» **Brief A**
List every loading time in seconds that the towlower performance post below reports, and name the build or change each belongs to.

* towlower performance
@ 2017-05-25 18:01 maksis .
2017-05-27 0:39 ` Andre McCurdy
0 siblings, 1 reply; 5+ messages in thread
From: maksis . @ 2017-05-25 18:01 UTC (permalink / raw)
To: musl@lists.openwall.com <musl@lists.openwall.com>
[-- Attachment #1: Type: text/plain, Size: 860 bytes --]
Hi,
After switching my C++ app from a glibc-based build to a static build using musl, I've noticed significant differences in performance with certain loading operations, which seems to be related to using std::map with a case-insensitive UTF-8 sorting algorithm. For example, parsing a XML file with a flat listing of ~350k directory items and mapping them by name takes about 3 seconds with glibc vs 13 seconds with musl. After modifying the sort algorithm by removing all calls to towlower, the loading time with musl drops to 3.5 seconds.

» **Brief B**
In the listing below, copy each line containing the string "then".

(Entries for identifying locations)

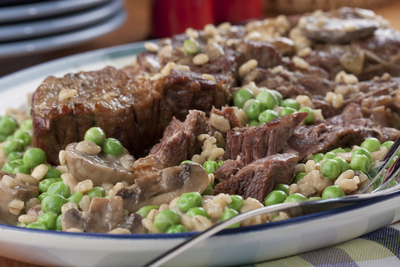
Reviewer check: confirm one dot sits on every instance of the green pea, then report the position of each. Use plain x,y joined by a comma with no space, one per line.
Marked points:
60,188
290,103
174,229
362,151
371,144
26,125
45,183
34,157
329,155
9,166
344,166
52,173
144,211
210,166
58,223
330,169
332,191
338,150
267,99
359,163
13,145
191,46
254,123
227,214
36,226
24,136
42,196
14,155
21,169
97,192
189,200
283,187
22,225
267,116
299,176
207,191
166,219
237,202
7,125
113,147
310,118
287,111
296,197
318,157
253,110
48,220
53,203
277,95
95,135
242,96
197,211
275,197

» **Task answer A**
- About 3 seconds: with glibc
- 13 seconds: with musl
- 3.5 seconds: with musl after removing all calls to towlower from the sort algorithm

» **Task answer B**
Reviewer check: confirm one dot sits on every instance of the green pea, then report the position of each. Use plain x,y joined by a comma with no space, one per line.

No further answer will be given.